*** PASSAGE TO READ Section Begins ***
Amanda Holloway finds the best recordings of Poulenc’s Figure humaine, a spectacular choral hymn to freedom, written while France was under Nazi occupation
The first mention of a ‘cantata for unaccompanied double choir… on admirable poems by Éluard (currently censored)’ comes in a letter from Poulenc to his friend and patron Marie-Blanche de Polignac in July 1943.
Safely settled in Beaulieu-sur Dordogne with his companion Raymond Destouches, Poulenc was thinking about two projects: a violin concerto for Ginette Neveu and a string quartet. Lacking inspiration for either, he turned instead to Paul Éluard’s newest anti-war poems, Poésie et vérité 42, and in just six weeks wrote the 20-minute masterpiece Figure humaine without hesitation or revisions.
What inspired Poulenc to compose his Figure humaine?
According to Poulenc biographer Roger Nichols, he gave several accounts of how and why he chose to set Éluard’s poems. The most dramatic retelling is that during his stay in Beaulieu he was sent the poems under plain cover – such revolutionary texts could hardly be published under the Occupation – and was immediately inspired to set them to music so they could be premiered in Paris on the day of liberation.
*** PASSAGE TO READ Section Ends ***
*** SUPPLIED INFORMATION Section Begins ***
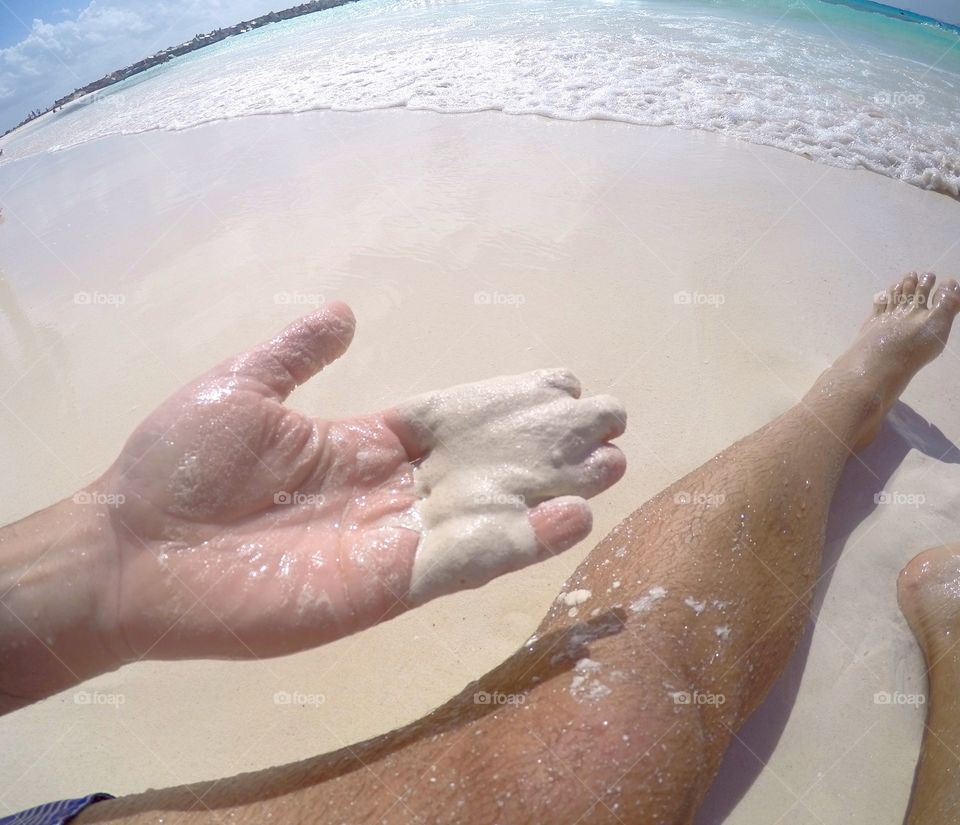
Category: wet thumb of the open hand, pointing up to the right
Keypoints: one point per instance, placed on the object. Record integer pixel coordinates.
(298, 353)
*** SUPPLIED INFORMATION Section Ends ***
BRIEF>
Copy out the piece on Poulenc's Figure humaine, starting with "Safely settled in" and going on through "hesitation or revisions.", but swap "string quartet" for "cello sonata".

TASK RESPONSE>
Safely settled in Beaulieu-sur Dordogne with his companion Raymond Destouches, Poulenc was thinking about two projects: a violin concerto for Ginette Neveu and a cello sonata. Lacking inspiration for either, he turned instead to Paul Éluard’s newest anti-war poems, Poésie et vérité 42, and in just six weeks wrote the 20-minute masterpiece Figure humaine without hesitation or revisions.